◆ Your assignment ◆
Show, from the records below, all lines that contain the word "woman".

◆ Provided data ◆
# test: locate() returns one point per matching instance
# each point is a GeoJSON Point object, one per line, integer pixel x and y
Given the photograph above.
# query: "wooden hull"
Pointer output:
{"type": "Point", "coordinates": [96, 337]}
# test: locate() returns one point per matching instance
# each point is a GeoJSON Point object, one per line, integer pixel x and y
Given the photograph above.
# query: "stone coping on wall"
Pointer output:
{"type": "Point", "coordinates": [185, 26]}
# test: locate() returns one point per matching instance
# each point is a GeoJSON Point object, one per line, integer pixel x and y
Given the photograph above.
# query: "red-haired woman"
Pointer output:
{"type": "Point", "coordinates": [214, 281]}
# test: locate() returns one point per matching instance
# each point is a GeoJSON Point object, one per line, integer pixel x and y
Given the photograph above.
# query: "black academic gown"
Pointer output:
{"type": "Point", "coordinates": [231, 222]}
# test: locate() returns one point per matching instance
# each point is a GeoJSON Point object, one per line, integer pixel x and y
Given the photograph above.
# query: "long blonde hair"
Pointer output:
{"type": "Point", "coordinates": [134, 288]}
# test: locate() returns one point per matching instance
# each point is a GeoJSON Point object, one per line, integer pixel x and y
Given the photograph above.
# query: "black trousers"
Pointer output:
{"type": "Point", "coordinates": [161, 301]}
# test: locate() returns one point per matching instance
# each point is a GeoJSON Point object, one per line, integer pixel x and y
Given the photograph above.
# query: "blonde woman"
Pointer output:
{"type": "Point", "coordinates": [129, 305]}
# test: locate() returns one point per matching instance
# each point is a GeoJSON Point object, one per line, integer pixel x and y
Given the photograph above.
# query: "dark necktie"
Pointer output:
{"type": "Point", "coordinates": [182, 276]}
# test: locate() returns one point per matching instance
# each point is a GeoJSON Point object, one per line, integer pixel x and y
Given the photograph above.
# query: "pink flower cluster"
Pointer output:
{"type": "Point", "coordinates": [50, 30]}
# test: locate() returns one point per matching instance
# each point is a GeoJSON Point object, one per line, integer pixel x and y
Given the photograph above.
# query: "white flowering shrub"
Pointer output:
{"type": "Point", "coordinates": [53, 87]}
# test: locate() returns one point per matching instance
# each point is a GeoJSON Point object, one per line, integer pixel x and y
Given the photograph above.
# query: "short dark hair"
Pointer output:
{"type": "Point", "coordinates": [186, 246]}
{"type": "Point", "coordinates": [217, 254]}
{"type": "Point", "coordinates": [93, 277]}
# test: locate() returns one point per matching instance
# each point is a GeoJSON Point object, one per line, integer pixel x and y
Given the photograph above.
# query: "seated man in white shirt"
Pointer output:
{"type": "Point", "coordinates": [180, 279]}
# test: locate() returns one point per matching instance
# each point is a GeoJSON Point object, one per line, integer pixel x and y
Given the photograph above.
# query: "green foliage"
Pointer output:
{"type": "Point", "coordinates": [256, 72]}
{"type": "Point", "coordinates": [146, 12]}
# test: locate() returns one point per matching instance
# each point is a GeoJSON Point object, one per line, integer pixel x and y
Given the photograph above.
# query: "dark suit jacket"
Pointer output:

◆ Task output ◆
# query: "red-haired woman"
# query: "blonde woman"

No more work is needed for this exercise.